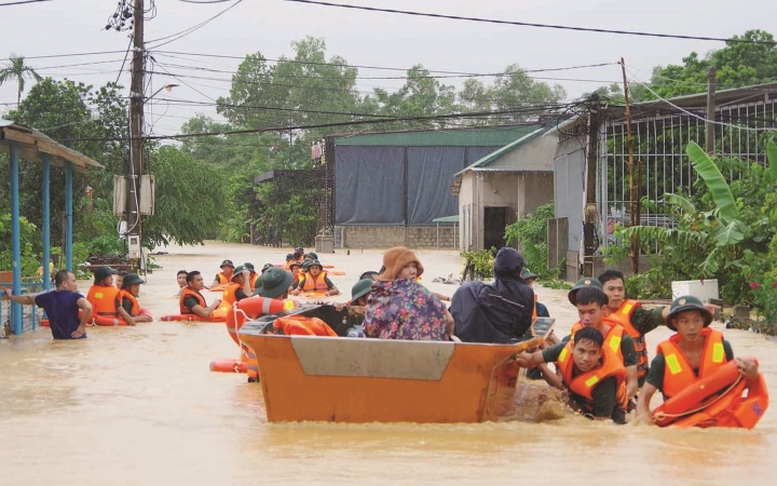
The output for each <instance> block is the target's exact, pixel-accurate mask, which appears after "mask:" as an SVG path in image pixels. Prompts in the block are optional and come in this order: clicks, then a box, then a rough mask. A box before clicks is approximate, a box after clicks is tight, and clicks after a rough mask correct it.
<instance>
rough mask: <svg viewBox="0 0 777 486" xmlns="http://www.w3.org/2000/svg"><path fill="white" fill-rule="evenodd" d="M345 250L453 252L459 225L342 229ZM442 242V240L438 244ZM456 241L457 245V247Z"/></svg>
mask: <svg viewBox="0 0 777 486" xmlns="http://www.w3.org/2000/svg"><path fill="white" fill-rule="evenodd" d="M342 229H343V241H342V247H343V248H391V247H393V246H406V247H408V248H418V249H437V248H438V241H439V249H441V250H451V249H455V248H457V247H458V240H459V238H458V225H457V226H456V228H455V231H454V225H451V224H445V225H443V224H441V225H440V227H439V233H438V230H437V226H436V225H431V226H342ZM438 238H439V240H438ZM454 238H455V240H456V244H455V245H454Z"/></svg>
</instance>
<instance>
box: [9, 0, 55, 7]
mask: <svg viewBox="0 0 777 486" xmlns="http://www.w3.org/2000/svg"><path fill="white" fill-rule="evenodd" d="M50 1H51V0H19V1H17V2H8V3H0V7H12V6H14V5H24V4H26V3H40V2H50Z"/></svg>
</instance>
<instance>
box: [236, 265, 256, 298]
mask: <svg viewBox="0 0 777 486" xmlns="http://www.w3.org/2000/svg"><path fill="white" fill-rule="evenodd" d="M243 268H245V269H246V270H248V278H247V279H246V282H248V287H249V288H250V289H251V291H250V292H248V295H251V292H253V291H254V289H255V288H256V285H257V280H259V277H261V275H259V274H258V273H256V267H254V264H253V263H251V262H245V263H244V264H243ZM235 273H238V272H237V269H235Z"/></svg>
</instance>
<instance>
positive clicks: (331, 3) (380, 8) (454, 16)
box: [283, 0, 775, 46]
mask: <svg viewBox="0 0 777 486" xmlns="http://www.w3.org/2000/svg"><path fill="white" fill-rule="evenodd" d="M283 1H285V2H293V3H305V4H310V5H319V6H322V7H335V8H346V9H351V10H366V11H368V12H381V13H392V14H401V15H412V16H416V17H430V18H437V19H446V20H462V21H466V22H480V23H488V24H499V25H514V26H519V27H537V28H543V29H557V30H572V31H577V32H594V33H598V34H616V35H634V36H641V37H659V38H664V39H685V40H703V41H715V42H737V43H744V44H765V45H770V46H773V45H775V42H770V41H750V40H746V39H724V38H722V37H707V36H696V35H684V34H663V33H658V32H643V31H634V30H615V29H598V28H593V27H577V26H570V25H557V24H540V23H536V22H518V21H513V20H500V19H487V18H482V17H465V16H460V15H448V14H438V13H428V12H414V11H410V10H397V9H393V8H380V7H367V6H363V5H348V4H344V3H331V2H320V1H317V0H283Z"/></svg>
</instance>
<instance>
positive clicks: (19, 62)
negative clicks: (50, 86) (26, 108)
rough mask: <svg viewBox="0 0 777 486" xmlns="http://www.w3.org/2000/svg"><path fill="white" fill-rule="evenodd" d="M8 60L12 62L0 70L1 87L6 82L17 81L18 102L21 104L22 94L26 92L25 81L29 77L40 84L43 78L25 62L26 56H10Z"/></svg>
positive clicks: (15, 55)
mask: <svg viewBox="0 0 777 486" xmlns="http://www.w3.org/2000/svg"><path fill="white" fill-rule="evenodd" d="M8 60H9V61H11V62H10V63H7V64H5V67H4V68H3V69H0V85H2V84H3V83H5V82H6V81H10V80H16V102H17V103H20V102H21V100H22V93H23V92H24V85H25V79H26V78H28V77H29V78H32V79H34V80H35V81H38V82H40V81H41V80H42V79H43V77H42V76H41V75H40V74H38V73H37V72H35V70H34V69H33V68H31V67H30V66H28V65H27V64H26V63H25V62H24V56H20V55H18V54H11V55H10V56H8Z"/></svg>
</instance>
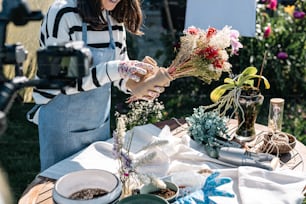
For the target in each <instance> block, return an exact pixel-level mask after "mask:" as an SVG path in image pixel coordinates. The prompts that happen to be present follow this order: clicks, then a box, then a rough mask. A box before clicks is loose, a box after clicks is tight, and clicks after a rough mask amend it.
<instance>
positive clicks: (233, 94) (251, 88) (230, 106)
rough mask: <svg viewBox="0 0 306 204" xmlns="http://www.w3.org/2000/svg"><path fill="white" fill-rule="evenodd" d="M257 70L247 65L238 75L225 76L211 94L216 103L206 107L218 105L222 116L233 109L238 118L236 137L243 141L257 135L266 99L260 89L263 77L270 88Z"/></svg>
mask: <svg viewBox="0 0 306 204" xmlns="http://www.w3.org/2000/svg"><path fill="white" fill-rule="evenodd" d="M257 71H258V70H257V68H256V67H247V68H245V69H244V70H243V71H242V72H241V73H240V74H238V75H237V76H235V77H233V78H225V79H224V84H222V85H220V86H218V87H216V88H215V89H214V90H213V91H212V92H211V94H210V98H211V100H212V101H213V102H214V104H212V105H211V106H208V107H206V108H212V107H215V108H216V107H217V108H216V110H218V111H219V114H220V115H221V116H224V115H225V114H226V113H227V111H228V110H229V109H233V112H232V114H236V115H237V119H238V129H237V131H236V138H237V139H238V140H239V141H241V142H246V141H251V140H253V139H254V137H255V128H254V125H255V122H256V118H257V115H258V112H259V109H260V107H261V105H262V103H263V100H264V96H263V95H262V94H261V91H260V81H261V79H262V80H263V82H264V85H265V88H266V89H269V88H270V83H269V81H268V80H267V79H266V78H265V77H264V76H262V74H259V75H258V74H257ZM255 79H258V83H257V86H255V84H254V81H255ZM231 116H233V115H231Z"/></svg>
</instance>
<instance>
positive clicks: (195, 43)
mask: <svg viewBox="0 0 306 204" xmlns="http://www.w3.org/2000/svg"><path fill="white" fill-rule="evenodd" d="M238 38H239V32H238V31H237V30H233V29H231V27H229V26H225V27H224V28H223V29H222V30H217V29H216V28H213V27H210V28H208V29H207V30H202V29H199V28H196V27H194V26H191V27H189V28H187V29H186V30H184V35H183V36H182V37H181V38H180V48H179V51H178V53H177V55H176V57H175V59H174V60H173V62H172V64H171V65H170V66H169V68H168V73H169V74H170V75H171V76H172V77H173V78H174V79H176V78H181V77H188V76H194V77H197V78H199V79H201V80H203V81H204V82H205V83H207V84H210V83H211V81H212V80H218V79H219V78H220V76H221V74H222V72H230V71H231V64H230V63H229V62H228V58H229V54H228V52H229V51H230V55H233V54H237V53H238V50H239V49H240V48H242V44H241V43H240V42H239V39H238Z"/></svg>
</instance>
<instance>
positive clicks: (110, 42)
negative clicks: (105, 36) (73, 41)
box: [82, 11, 116, 49]
mask: <svg viewBox="0 0 306 204" xmlns="http://www.w3.org/2000/svg"><path fill="white" fill-rule="evenodd" d="M106 20H107V26H108V33H109V39H110V42H109V48H111V49H115V48H116V44H115V41H114V37H113V29H112V25H111V22H110V19H109V11H106ZM82 40H83V41H84V43H85V45H87V23H85V22H83V23H82Z"/></svg>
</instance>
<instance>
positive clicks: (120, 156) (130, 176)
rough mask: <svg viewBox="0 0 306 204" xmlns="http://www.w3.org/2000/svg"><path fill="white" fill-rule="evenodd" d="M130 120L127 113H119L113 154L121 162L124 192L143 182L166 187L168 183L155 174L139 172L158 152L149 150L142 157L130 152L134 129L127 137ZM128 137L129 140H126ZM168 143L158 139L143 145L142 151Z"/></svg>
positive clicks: (130, 189) (126, 139) (130, 190)
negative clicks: (135, 155) (151, 142)
mask: <svg viewBox="0 0 306 204" xmlns="http://www.w3.org/2000/svg"><path fill="white" fill-rule="evenodd" d="M127 121H128V118H127V115H124V114H122V115H119V116H118V117H117V127H116V130H115V131H114V132H113V138H114V143H113V154H114V156H115V158H116V159H117V160H118V162H119V178H120V180H121V182H122V184H123V191H124V194H126V195H128V194H131V191H132V188H133V185H134V187H135V186H139V185H141V184H146V183H153V184H154V185H156V186H157V187H159V188H165V187H166V184H165V183H164V182H163V181H162V180H160V179H158V178H156V177H155V176H154V175H150V174H143V173H141V172H139V170H138V169H139V167H141V166H143V165H146V164H148V163H150V161H152V160H153V159H154V157H155V156H156V152H154V151H147V152H148V153H145V154H143V155H142V156H141V157H138V158H136V157H135V156H134V154H132V153H131V152H130V147H131V144H132V140H133V131H132V133H131V134H132V135H131V136H130V137H126V123H127ZM127 138H128V141H126V140H127ZM165 144H167V141H163V140H157V141H154V142H153V143H151V144H149V145H147V146H145V147H143V148H142V149H141V150H140V151H146V150H150V149H152V148H153V147H156V146H162V145H165Z"/></svg>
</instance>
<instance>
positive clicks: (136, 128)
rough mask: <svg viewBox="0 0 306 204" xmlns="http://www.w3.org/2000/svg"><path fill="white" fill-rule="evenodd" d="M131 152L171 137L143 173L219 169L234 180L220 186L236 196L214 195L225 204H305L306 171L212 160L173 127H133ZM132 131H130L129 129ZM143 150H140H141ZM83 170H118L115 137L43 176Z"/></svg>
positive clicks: (213, 198)
mask: <svg viewBox="0 0 306 204" xmlns="http://www.w3.org/2000/svg"><path fill="white" fill-rule="evenodd" d="M133 131H134V136H133V142H132V146H131V152H133V153H134V156H135V157H137V156H140V155H141V154H143V153H144V152H141V151H140V150H141V149H142V147H144V146H146V145H148V144H150V143H151V142H152V141H154V140H158V139H162V140H168V144H166V145H164V146H161V147H158V148H155V149H154V151H155V152H156V153H157V156H156V157H155V158H154V159H153V160H152V161H151V162H150V163H149V164H147V165H146V166H144V167H142V169H140V171H141V172H143V173H146V172H147V173H153V174H155V175H156V176H159V177H165V176H168V175H176V174H179V173H182V172H188V171H189V172H196V171H198V170H201V169H211V170H216V171H219V172H220V173H221V175H220V176H225V177H230V178H231V179H232V181H233V182H231V183H229V184H226V185H224V186H220V187H219V188H220V189H222V188H223V189H225V190H227V191H230V192H233V193H235V197H234V198H223V197H214V198H212V199H213V200H215V201H216V202H217V203H220V204H222V203H224V204H231V203H233V204H237V203H239V204H266V203H269V204H274V203H275V204H297V203H302V200H303V194H302V190H303V188H304V186H305V185H306V173H305V172H298V171H292V170H279V169H277V170H274V171H268V170H264V169H260V168H255V167H247V166H241V167H234V166H232V165H230V164H226V163H224V162H220V161H219V160H216V159H212V158H210V157H209V156H207V155H206V154H205V151H204V149H203V146H201V145H198V144H196V143H195V142H194V141H192V140H190V137H189V136H188V135H185V136H183V137H182V138H176V137H173V136H172V134H171V132H170V128H169V127H168V126H165V127H164V128H163V129H162V130H160V129H159V128H157V127H156V126H154V125H151V124H148V125H144V126H138V127H135V128H134V130H133ZM128 133H129V132H128ZM129 135H130V134H127V136H129ZM139 151H140V152H139ZM81 169H103V170H108V171H110V172H113V173H117V169H118V162H117V161H116V160H115V159H114V157H113V154H112V139H110V140H108V141H101V142H96V143H93V144H91V145H90V146H89V147H87V148H86V149H84V150H82V151H80V152H79V153H77V154H75V155H73V156H71V157H69V158H67V159H65V160H63V161H61V162H59V163H57V164H55V165H53V166H51V167H50V168H48V169H47V170H45V171H44V172H41V174H40V176H44V177H48V178H53V179H58V178H60V177H61V176H63V175H65V174H67V173H69V172H72V171H77V170H81Z"/></svg>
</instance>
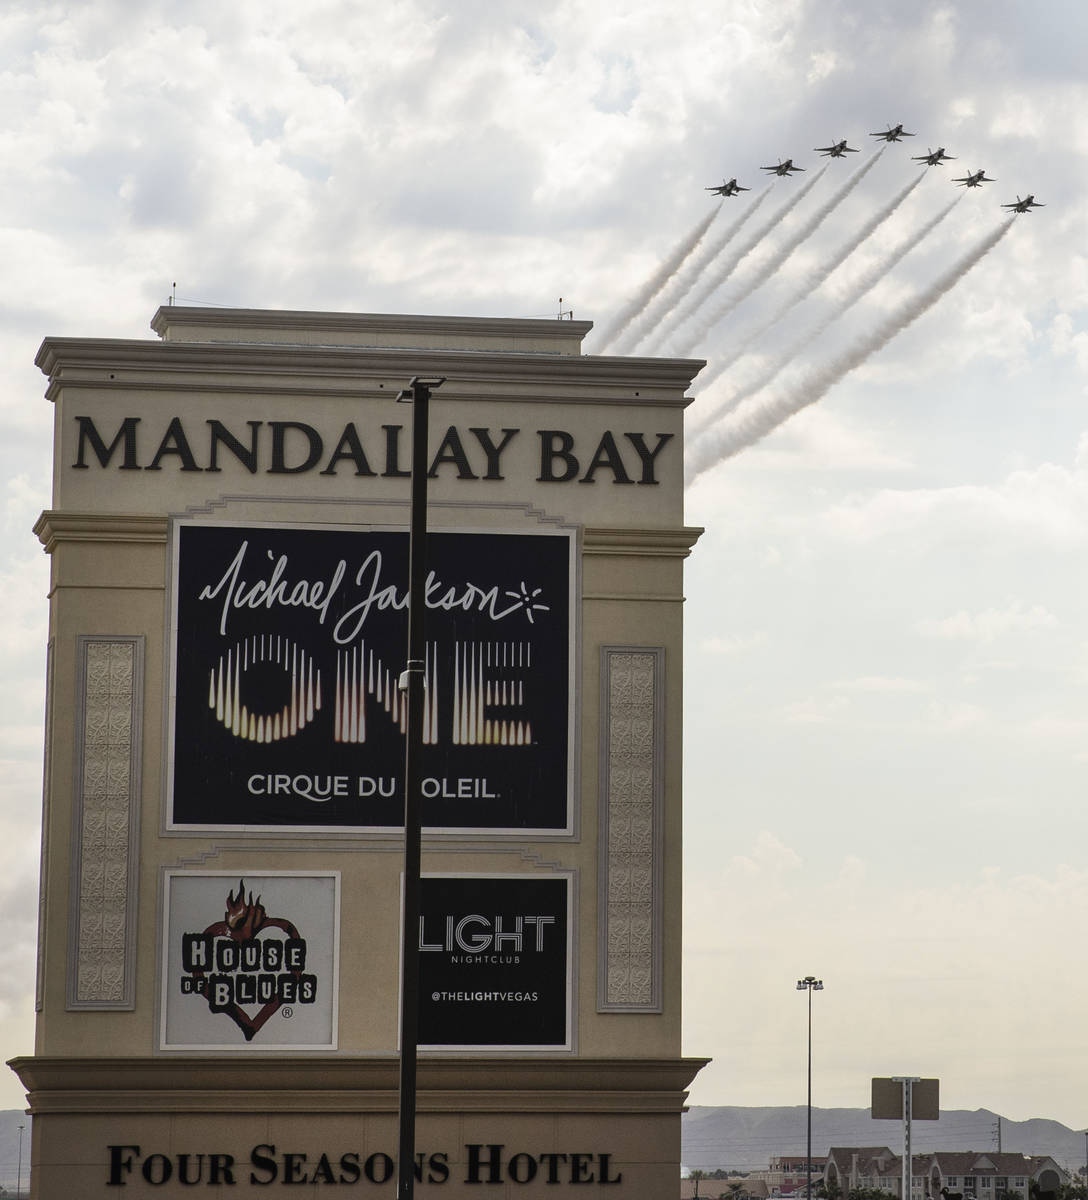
----
> [Instruction]: Could you output everything from the start of the material through the line that contains "250L453 252L459 225L342", inclusive, as a JSON list of strings with one string per line, skipping blank lines and leaving out the pictures?

> [Solution for this exercise]:
[
  "The output for each <instance> block is the target's exact, pixel-accurate mask, which appears after \"mask:\" as an SVG path in image pixels. Prompts in the block are optional and come in this order: clicks, then a box, then a rough mask. A box before clicks is approximate, a box after clicks is tight, and clicks after a rough mask correct it.",
  "<instance>",
  "rough mask: <svg viewBox=\"0 0 777 486\" xmlns=\"http://www.w3.org/2000/svg\"><path fill=\"white\" fill-rule=\"evenodd\" d=\"M345 250L453 252L459 225L342 229ZM442 242V240L438 244ZM456 241L457 245V247Z\"/></svg>"
]